Collection entries
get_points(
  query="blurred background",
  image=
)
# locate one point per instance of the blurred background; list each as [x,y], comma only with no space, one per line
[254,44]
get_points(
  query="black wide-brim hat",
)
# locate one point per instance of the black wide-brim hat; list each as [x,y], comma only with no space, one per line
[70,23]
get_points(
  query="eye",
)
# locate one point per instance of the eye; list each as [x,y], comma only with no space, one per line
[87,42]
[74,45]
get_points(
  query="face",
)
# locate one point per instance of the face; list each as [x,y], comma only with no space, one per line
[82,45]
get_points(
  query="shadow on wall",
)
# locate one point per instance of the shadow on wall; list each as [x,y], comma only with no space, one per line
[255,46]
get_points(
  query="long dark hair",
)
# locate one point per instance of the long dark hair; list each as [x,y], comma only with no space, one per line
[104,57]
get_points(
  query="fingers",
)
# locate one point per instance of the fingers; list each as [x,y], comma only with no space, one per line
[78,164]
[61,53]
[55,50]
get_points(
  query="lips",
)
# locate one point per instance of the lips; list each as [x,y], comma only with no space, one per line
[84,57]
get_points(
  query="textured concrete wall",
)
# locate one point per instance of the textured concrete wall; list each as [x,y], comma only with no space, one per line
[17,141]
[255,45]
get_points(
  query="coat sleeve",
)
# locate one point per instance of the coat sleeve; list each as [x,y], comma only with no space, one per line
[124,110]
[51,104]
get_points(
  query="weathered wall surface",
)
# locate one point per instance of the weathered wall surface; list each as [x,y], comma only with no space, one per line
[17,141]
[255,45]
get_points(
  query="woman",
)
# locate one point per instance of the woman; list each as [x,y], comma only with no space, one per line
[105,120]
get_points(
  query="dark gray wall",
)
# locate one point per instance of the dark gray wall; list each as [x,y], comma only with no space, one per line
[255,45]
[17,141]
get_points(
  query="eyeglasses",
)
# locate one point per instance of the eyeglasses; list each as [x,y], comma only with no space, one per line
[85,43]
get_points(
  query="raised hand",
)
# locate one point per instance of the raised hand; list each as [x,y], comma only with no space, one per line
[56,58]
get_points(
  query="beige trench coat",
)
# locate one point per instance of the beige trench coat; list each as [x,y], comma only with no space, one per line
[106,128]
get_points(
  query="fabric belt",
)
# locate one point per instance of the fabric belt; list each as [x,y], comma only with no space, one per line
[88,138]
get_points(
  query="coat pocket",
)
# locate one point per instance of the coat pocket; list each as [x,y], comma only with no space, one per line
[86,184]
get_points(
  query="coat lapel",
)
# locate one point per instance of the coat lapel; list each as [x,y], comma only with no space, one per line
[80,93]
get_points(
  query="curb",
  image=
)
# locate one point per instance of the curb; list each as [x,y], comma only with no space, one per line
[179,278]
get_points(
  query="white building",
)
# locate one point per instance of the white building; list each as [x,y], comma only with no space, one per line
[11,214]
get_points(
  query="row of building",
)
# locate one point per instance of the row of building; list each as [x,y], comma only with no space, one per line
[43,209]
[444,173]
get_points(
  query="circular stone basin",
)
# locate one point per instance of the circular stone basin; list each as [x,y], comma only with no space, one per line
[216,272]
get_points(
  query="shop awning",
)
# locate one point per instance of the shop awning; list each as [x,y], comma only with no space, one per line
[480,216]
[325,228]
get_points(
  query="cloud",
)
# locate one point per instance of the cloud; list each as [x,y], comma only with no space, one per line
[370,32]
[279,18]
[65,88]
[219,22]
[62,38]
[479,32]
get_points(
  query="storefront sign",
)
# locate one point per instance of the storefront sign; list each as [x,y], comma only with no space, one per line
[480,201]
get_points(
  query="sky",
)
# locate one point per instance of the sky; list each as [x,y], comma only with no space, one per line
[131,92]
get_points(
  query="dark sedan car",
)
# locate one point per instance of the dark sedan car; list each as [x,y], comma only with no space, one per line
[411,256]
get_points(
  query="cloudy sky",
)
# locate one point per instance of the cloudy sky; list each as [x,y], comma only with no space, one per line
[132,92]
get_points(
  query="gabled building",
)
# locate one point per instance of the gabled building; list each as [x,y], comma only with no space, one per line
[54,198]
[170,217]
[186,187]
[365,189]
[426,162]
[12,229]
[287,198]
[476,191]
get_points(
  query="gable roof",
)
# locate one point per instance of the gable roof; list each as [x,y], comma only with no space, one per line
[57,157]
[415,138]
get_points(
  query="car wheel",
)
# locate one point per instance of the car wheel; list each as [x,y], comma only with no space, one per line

* [Goal]: Type out the whole listing above again, exactly as it stands.

* [Result of this exercise]:
get_points(
  query="blurred background",
  image=
)
# locate one point per instance of the blurred background; list each as [x,y], comma only with no space, one per line
[254,44]
get_points(
  query="black wide-brim hat",
)
# locate one point per instance of the black wide-brim hat; list each as [x,y], comma only with no space, one per line
[70,23]
get_points(
  query="eye",
)
# locate one point per instance of the eye; list each as [x,y], comma only with no space, one per line
[87,42]
[74,45]
get_points(
  query="face",
)
# locate one point per instance of the face; list each as [x,y], comma only with no space, one per line
[82,45]
get_points(
  query="shadow on wall",
)
# locate one point per instance of the shadow on wall; list each as [x,y], comma only with no space, one per line
[255,46]
get_points(
  query="long dark hair",
)
# locate one point per instance of the long dark hair; list each as [x,y], comma only with no space, one per line
[104,57]
get_points(
  query="fingers",
)
# locate one point per instance of the fingers; list each as [x,y], comma only with no space, one per line
[78,164]
[61,53]
[55,50]
get_points(
  query="lips",
)
# locate one point per instance of the lips; list each as [x,y], comma only with no space, one per line
[84,57]
get_points(
  query="textured concrete wall",
)
# locate one point per instance of the textured concrete wall; list each as [x,y], comma only with no space, one per line
[17,141]
[255,45]
get_points(
  query="coat sleeve",
)
# locate one point per instance of the coat sleeve; list each as [x,y], comma only with no space, one per line
[124,110]
[51,104]
get_points(
  query="weathered wall surface",
)
# locate one point per instance of the weathered wall surface; list each as [x,y], comma only with no space, one per line
[17,141]
[255,45]
get_points(
  query="woman",
)
# locate one point per instance of the woman; list each as [x,y], comma only with no space, one per line
[105,120]
get_points(
  query="dark gray wall",
)
# locate one point per instance of the dark gray wall; list each as [x,y], comma only with no space, one per line
[255,45]
[17,141]
get_points(
  query="eyeglasses",
)
# locate one point per instance of the eyeglasses; list each as [x,y], comma only with no space, one per line
[85,43]
get_points(
  query="raised hand",
)
# locate one point per instance of the raised hand; list each as [x,y], comma only with no space, one per line
[56,58]
get_points(
  query="beige trench coat",
)
# locate one point per instance of the beige trench coat; list each as [x,y], comma only with no space, one per line
[106,128]
get_points(
  query="fabric belt",
)
# locate one point per instance of the fabric belt; list each as [x,y], comma only with no space, one per line
[88,138]
get_points(
  query="coat pocket",
)
# locate one point per instance of the coat pocket; list each as [x,y], comma only with no space, one per line
[86,184]
get_points(
  query="coat lapel",
)
# locate one point per instance of the coat lapel; list each as [x,y], comma only with no space, one per line
[80,93]
get_points(
  query="curb",
  image=
)
# locate one point per instance of the curb; list each as [x,y], comma only with no space, one per line
[179,278]
get_points(
  query="white building",
)
# locate one point per instance of the white building; list each as [x,y], comma only with no space, one per line
[11,214]
get_points(
  query="row of building",
)
# locate one point per instance of the row of building; list each as [x,y], comma only with no space, one per line
[43,209]
[444,173]
get_points(
  query="circular stone basin",
)
# locate one point per instance of the circular stone basin; list each as [x,y], comma only with no space, one per line
[216,272]
get_points(
  query="shop awning",
)
# locate one point per instance of the shop awning; list each as [x,y], comma only with no space, one per line
[480,216]
[325,228]
get_points(
  query="cloud",
)
# locate one point per instance of the cloud; list each as [x,y], comma only with no space, one per line
[370,32]
[279,18]
[65,88]
[219,22]
[62,38]
[479,32]
get_points(
  query="storefront sign",
)
# locate one point per instance of the storefront sign; list each as [x,y], comma only with no space, one per line
[480,201]
get_points(
  query="sky",
)
# locate one point per instance of the sky; list each as [x,y], comma only with no space, one per line
[131,92]
get_points(
  query="dark sedan car",
)
# locate one point per instance of the dark sedan car; list each as [x,y], comma only with no space, one per line
[411,256]
get_points(
  query="cloudy sky",
)
# locate one point per instance of the cloudy sky; list each as [x,y], comma only with no space, one per line
[132,92]
get_points(
  query="gabled building",
)
# locate one point per instance of the gabled building; list each as [x,y], comma only with no space, one per line
[54,198]
[170,217]
[186,187]
[365,189]
[426,162]
[12,229]
[287,198]
[476,191]
get_points(
  query="gable roof",
)
# locate one point per instance of the gable roof; list each as [x,y], comma only with no space, one per line
[57,157]
[415,138]
get_points(
  query="car wheel",
)
# locate one point per instance of the car wheel; list each as [x,y], comma only with no space, one per line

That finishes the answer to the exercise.